Given task: Rewrite the lines below as a numbered list, dropping any blank lines.

::::::::::

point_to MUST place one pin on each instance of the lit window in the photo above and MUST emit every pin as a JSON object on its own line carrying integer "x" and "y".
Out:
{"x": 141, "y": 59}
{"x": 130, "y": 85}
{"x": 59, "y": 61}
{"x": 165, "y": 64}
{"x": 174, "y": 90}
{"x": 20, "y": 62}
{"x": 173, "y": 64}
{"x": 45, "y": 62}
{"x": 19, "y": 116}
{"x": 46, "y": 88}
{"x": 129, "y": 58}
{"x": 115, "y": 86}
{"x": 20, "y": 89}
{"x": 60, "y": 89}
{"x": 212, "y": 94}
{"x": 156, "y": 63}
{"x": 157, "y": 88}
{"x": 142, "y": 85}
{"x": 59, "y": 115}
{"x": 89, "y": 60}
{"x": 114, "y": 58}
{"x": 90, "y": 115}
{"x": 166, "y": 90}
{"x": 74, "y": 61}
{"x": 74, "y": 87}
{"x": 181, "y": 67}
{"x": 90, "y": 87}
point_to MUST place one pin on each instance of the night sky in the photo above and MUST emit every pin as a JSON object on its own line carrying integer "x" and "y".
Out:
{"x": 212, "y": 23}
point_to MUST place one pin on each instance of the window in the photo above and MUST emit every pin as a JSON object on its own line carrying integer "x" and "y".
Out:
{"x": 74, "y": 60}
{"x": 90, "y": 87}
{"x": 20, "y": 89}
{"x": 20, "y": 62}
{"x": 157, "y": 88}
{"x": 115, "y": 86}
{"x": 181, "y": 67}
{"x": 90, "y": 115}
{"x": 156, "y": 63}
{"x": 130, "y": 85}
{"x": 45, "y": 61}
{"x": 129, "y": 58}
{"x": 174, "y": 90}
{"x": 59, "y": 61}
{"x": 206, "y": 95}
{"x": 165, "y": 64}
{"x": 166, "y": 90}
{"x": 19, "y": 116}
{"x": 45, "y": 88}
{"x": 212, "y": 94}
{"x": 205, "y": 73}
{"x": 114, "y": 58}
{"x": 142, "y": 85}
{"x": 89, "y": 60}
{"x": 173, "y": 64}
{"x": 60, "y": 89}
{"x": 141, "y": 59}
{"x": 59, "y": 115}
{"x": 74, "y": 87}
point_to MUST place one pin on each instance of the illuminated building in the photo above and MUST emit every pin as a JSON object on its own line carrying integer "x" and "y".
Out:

::::::::::

The reply:
1. point_to MUST place one pin on each instance of the lit window in the photo above and MUST emit every pin as a JSON object on its own line carrying integer "x" and "y".
2. Out:
3. {"x": 141, "y": 59}
4. {"x": 130, "y": 85}
5. {"x": 59, "y": 61}
6. {"x": 165, "y": 64}
7. {"x": 174, "y": 90}
8. {"x": 20, "y": 62}
9. {"x": 173, "y": 64}
10. {"x": 45, "y": 62}
11. {"x": 19, "y": 116}
12. {"x": 46, "y": 88}
13. {"x": 129, "y": 58}
14. {"x": 115, "y": 86}
15. {"x": 20, "y": 89}
16. {"x": 60, "y": 89}
17. {"x": 212, "y": 94}
18. {"x": 156, "y": 63}
19. {"x": 157, "y": 88}
20. {"x": 142, "y": 85}
21. {"x": 59, "y": 115}
22. {"x": 89, "y": 60}
23. {"x": 114, "y": 58}
24. {"x": 90, "y": 115}
25. {"x": 166, "y": 90}
26. {"x": 74, "y": 61}
27. {"x": 74, "y": 87}
28. {"x": 181, "y": 67}
29. {"x": 90, "y": 87}
30. point_to MUST place one pin on each instance of the night sky in the photo above and MUST emit every pin as a JSON object on its own line carrying integer "x" and "y".
31. Out:
32. {"x": 212, "y": 23}
33. point_to MUST place one pin on each instance of the window in the photo above and MUST emit every pin as a JSON object on its own line carrying integer "x" and "y".
34. Out:
35. {"x": 74, "y": 60}
36. {"x": 90, "y": 87}
37. {"x": 20, "y": 89}
38. {"x": 20, "y": 62}
39. {"x": 157, "y": 88}
40. {"x": 115, "y": 86}
41. {"x": 181, "y": 67}
42. {"x": 90, "y": 115}
43. {"x": 156, "y": 63}
44. {"x": 130, "y": 85}
45. {"x": 45, "y": 61}
46. {"x": 129, "y": 58}
47. {"x": 174, "y": 90}
48. {"x": 59, "y": 61}
49. {"x": 206, "y": 95}
50. {"x": 165, "y": 64}
51. {"x": 166, "y": 90}
52. {"x": 19, "y": 116}
53. {"x": 45, "y": 88}
54. {"x": 212, "y": 94}
55. {"x": 205, "y": 73}
56. {"x": 114, "y": 58}
57. {"x": 142, "y": 85}
58. {"x": 89, "y": 60}
59. {"x": 173, "y": 64}
60. {"x": 60, "y": 89}
61. {"x": 141, "y": 59}
62. {"x": 59, "y": 115}
63. {"x": 74, "y": 87}
64. point_to MUST place one pin on each instance of the illuminated building in the photo above and MUST emit every pin as a JSON object on its own line carrying integer "x" and "y".
65. Out:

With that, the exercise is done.